**What is expected:** Restate only the tail of the data below, starting at the line that contains "Can you see the camera body" and including the last line, word for word.

Data extracted from a collection:
:::

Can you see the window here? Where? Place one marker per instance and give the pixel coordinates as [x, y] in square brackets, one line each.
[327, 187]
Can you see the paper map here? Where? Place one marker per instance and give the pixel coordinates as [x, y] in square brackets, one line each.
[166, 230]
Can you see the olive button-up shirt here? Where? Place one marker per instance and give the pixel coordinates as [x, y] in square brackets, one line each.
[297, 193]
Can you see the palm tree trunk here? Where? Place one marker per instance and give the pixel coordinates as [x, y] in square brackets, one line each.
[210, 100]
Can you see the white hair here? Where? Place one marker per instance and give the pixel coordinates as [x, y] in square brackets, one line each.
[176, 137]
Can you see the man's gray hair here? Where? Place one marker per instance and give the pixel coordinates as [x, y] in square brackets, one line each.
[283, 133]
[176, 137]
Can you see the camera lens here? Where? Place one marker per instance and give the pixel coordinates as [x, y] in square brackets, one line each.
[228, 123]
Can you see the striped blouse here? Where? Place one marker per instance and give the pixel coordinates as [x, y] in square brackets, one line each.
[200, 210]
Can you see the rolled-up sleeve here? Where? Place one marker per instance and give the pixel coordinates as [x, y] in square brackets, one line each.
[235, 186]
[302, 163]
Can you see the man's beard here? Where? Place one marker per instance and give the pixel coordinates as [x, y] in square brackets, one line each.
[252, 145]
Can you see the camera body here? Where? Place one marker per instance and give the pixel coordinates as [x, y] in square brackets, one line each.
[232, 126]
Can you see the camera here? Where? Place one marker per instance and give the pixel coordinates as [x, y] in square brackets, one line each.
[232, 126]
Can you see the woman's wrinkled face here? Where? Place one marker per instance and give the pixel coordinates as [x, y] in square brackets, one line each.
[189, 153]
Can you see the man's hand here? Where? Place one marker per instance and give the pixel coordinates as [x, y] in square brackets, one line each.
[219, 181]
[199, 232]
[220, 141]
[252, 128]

:::

**Written solution:**
Can you see the camera body here? Where? Place one marker per instance and give the pixel coordinates as [x, y] in square brackets, one line each.
[232, 126]
Can you see the camera here? Where? Place one marker per instance and give the pixel coordinates as [x, y] in square brackets, one line each.
[232, 126]
Can you see the woman's wrinkled face here? Where? Place one marker per instance and give the pixel coordinates as [x, y] in square brackets, one line each.
[189, 153]
Can you see the man's hand here? Where? Place one marker per instance and give the pixel coordinates as [x, y] in square brackets, one line each.
[219, 181]
[199, 232]
[220, 141]
[252, 128]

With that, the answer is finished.